* BEGIN Input for this task *

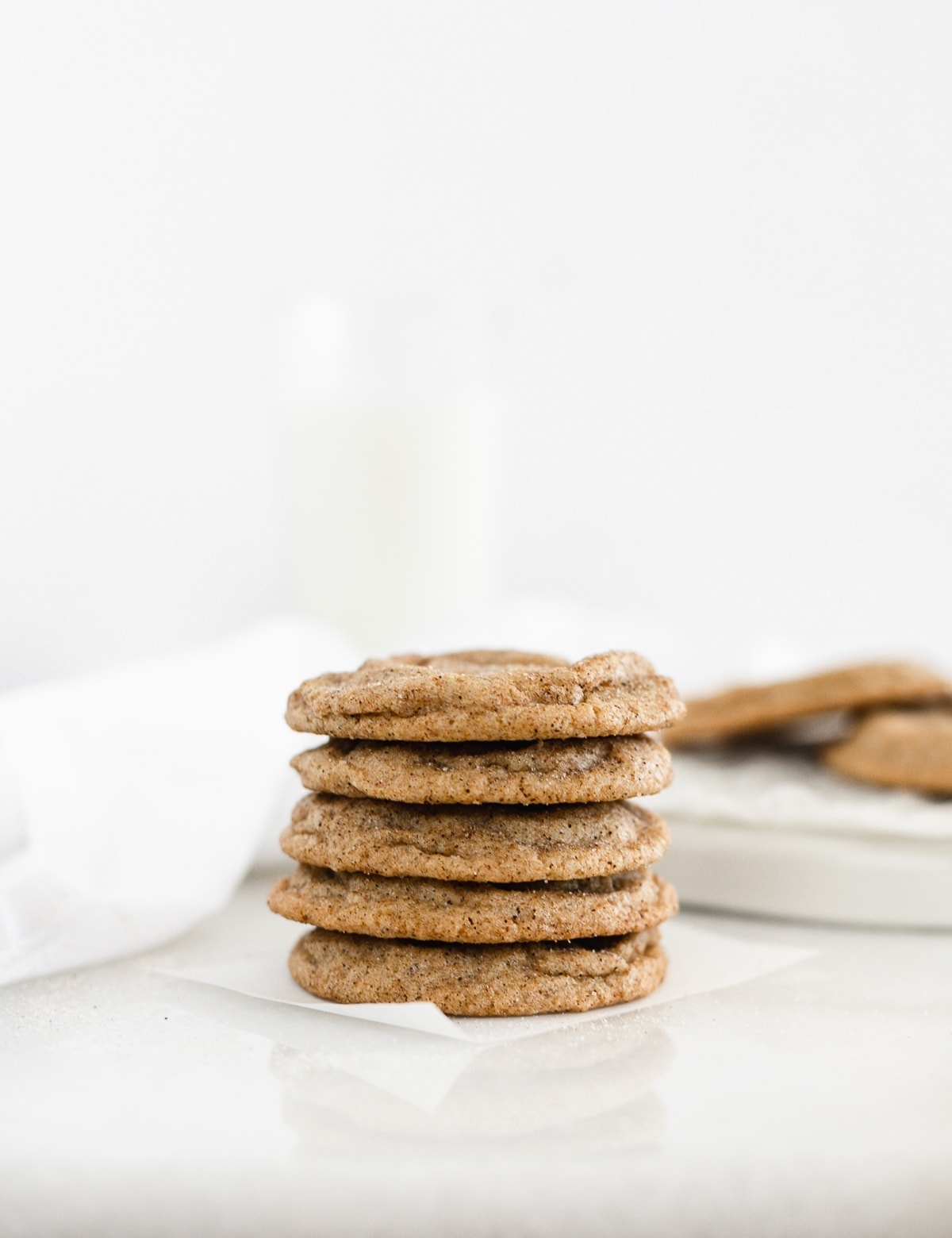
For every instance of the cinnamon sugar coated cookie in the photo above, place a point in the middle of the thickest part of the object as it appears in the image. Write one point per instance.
(470, 841)
(535, 771)
(515, 979)
(472, 911)
(764, 707)
(464, 844)
(487, 694)
(910, 749)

* END Input for this task *

● **Goal**
Repeat each record exactly as shown above, dropping all images.

● **Result of this exercise**
For every instance of the cinnamon sugar coated cookie in the photo above, place a point in the middle of the thickest part of the object as it appears in the image. Write one point per instance.
(470, 841)
(535, 771)
(515, 979)
(472, 911)
(764, 707)
(464, 844)
(487, 694)
(910, 749)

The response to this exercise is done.